### The task
Swap "distant ship" for "far-off vessel" in the listing below, beginning at its first line and stopping after the line that contains "14), (43, 14)]", with everything else unchanged. Return only those lines and omit the pictures.

** Start Data for this task **

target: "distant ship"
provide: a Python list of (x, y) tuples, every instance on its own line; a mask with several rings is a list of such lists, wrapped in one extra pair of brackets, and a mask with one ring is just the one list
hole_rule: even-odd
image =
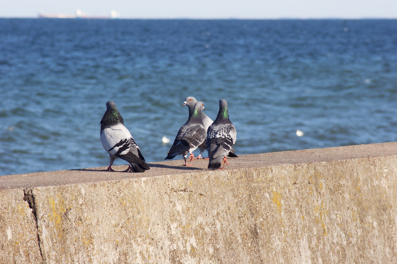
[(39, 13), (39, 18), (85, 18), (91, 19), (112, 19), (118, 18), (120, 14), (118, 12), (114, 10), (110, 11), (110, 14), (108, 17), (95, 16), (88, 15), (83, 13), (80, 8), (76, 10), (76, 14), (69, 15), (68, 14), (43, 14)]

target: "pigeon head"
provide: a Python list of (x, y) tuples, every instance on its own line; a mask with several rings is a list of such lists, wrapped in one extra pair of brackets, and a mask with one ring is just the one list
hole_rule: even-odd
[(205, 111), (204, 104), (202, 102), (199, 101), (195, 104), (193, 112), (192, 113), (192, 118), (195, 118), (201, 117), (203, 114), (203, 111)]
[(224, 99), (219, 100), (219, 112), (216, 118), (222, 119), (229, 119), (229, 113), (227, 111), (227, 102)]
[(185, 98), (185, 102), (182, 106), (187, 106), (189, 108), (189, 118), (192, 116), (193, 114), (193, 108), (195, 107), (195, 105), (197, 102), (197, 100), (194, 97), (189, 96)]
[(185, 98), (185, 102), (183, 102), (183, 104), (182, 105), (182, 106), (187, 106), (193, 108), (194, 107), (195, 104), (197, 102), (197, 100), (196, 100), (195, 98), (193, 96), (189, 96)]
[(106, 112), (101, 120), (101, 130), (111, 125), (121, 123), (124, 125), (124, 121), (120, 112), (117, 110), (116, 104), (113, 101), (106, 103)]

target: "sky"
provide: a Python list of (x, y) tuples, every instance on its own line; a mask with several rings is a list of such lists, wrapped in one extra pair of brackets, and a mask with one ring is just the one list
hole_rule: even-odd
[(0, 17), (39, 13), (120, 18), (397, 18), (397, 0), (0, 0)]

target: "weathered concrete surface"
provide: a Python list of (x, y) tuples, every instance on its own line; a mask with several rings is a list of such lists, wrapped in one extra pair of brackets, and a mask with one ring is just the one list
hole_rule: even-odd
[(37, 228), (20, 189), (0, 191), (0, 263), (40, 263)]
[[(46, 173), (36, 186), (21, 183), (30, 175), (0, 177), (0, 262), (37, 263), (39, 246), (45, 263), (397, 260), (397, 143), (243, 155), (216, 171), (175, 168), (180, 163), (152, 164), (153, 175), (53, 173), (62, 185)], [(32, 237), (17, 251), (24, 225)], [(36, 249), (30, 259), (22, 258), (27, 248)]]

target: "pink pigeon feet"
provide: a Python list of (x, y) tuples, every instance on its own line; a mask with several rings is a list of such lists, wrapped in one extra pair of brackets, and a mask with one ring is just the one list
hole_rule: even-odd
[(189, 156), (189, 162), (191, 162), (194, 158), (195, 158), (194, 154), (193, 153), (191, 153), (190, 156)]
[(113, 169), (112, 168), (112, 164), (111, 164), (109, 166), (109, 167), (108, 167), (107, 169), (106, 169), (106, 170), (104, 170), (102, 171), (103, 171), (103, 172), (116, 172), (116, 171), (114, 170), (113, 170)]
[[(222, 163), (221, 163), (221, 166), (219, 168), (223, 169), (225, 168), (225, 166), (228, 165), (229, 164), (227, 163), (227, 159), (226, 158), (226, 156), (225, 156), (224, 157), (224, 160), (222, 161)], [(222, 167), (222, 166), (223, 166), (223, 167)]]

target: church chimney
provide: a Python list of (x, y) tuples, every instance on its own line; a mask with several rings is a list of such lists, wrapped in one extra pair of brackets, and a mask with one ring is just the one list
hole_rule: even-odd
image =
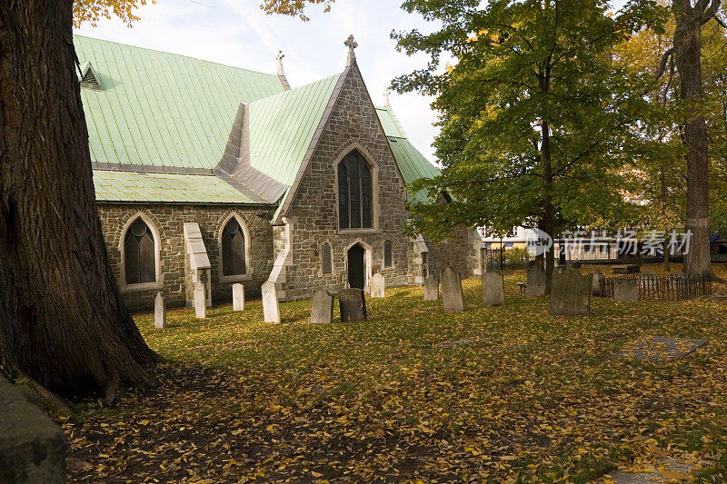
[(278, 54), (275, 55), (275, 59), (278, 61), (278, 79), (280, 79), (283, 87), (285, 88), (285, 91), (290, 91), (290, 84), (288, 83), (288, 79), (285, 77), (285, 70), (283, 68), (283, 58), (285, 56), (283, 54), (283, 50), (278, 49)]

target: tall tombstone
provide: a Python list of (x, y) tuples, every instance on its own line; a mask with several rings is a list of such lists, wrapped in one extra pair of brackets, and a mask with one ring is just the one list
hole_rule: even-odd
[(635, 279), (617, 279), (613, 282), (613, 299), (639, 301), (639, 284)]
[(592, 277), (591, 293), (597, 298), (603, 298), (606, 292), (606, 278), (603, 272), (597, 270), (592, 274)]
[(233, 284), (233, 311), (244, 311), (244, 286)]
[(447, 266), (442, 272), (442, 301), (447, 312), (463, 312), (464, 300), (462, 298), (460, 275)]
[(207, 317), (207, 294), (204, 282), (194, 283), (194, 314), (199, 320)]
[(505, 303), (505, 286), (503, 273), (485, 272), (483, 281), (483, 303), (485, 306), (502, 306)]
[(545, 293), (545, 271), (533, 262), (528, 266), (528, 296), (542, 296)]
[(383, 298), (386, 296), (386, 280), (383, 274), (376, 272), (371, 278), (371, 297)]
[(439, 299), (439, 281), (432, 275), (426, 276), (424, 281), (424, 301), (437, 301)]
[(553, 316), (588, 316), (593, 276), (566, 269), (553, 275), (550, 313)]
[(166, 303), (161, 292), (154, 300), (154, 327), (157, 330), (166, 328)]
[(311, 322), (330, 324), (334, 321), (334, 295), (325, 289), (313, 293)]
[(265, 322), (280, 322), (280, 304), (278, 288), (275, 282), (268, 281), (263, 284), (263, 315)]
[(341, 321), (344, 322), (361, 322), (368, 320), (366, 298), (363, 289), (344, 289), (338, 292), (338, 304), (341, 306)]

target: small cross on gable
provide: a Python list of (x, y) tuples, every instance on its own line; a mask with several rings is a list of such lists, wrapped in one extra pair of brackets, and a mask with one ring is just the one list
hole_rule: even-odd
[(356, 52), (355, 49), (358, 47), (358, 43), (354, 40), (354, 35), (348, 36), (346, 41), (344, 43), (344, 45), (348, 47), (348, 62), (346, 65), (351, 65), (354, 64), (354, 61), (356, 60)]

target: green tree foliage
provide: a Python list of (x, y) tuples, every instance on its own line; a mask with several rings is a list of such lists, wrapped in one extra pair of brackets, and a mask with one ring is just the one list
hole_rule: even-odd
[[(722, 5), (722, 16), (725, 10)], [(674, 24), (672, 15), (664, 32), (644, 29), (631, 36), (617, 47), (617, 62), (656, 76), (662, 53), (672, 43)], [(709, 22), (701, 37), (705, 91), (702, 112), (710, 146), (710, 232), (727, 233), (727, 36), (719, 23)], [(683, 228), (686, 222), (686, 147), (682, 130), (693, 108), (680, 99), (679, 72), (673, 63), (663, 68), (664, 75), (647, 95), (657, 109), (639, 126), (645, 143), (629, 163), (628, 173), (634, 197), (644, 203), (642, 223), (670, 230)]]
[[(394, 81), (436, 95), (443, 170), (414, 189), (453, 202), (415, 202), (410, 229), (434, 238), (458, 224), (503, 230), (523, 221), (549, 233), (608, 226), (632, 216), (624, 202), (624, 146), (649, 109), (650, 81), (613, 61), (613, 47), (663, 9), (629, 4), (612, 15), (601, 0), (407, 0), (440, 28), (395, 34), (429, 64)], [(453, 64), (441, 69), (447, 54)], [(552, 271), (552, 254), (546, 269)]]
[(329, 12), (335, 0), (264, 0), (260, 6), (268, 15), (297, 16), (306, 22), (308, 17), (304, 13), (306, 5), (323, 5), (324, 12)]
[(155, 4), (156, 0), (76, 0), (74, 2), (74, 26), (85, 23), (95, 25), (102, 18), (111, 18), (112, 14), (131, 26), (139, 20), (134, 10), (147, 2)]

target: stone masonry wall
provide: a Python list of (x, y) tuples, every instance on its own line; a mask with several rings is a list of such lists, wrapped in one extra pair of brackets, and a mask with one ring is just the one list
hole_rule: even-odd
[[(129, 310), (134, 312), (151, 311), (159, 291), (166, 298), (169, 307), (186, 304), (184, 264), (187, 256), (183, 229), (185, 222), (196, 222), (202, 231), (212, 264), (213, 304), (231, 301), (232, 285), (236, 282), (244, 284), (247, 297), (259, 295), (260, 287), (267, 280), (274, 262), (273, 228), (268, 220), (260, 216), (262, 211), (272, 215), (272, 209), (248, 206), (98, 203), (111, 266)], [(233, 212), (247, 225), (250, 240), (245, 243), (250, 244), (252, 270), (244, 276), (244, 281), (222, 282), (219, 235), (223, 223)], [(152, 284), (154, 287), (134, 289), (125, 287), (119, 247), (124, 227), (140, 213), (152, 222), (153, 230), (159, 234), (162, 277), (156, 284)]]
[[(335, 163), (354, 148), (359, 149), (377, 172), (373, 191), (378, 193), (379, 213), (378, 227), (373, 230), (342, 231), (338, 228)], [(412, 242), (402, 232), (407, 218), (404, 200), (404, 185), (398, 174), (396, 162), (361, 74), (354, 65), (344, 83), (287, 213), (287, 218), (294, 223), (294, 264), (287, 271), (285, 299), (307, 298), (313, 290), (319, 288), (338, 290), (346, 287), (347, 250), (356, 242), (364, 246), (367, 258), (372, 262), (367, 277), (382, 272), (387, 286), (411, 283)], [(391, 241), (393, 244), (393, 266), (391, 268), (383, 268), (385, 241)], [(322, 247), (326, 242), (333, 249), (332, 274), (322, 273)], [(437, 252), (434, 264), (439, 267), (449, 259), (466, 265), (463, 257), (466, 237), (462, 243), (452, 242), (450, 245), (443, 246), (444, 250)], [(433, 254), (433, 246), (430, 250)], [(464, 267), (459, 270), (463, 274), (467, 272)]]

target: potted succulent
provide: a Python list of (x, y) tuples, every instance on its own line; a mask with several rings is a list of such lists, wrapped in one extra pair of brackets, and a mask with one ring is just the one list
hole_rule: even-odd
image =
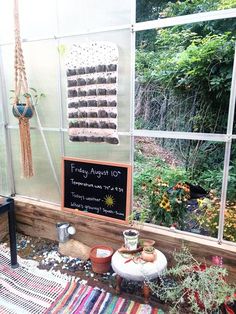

** End Data for this task **

### Correct output
target: "far-off vessel"
provide: a Python list of (x, y) tuples, every instance on its own line; a mask with several rings is a list of such lists, wrapped in one extra pair of brackets, and a mask with one ring is just the one list
hole_rule: even-odd
image =
[(39, 13), (39, 18), (85, 18), (91, 19), (112, 19), (118, 18), (120, 14), (118, 12), (114, 10), (110, 11), (110, 14), (108, 17), (95, 16), (88, 15), (83, 13), (80, 8), (76, 10), (76, 14), (69, 15), (68, 14), (43, 14)]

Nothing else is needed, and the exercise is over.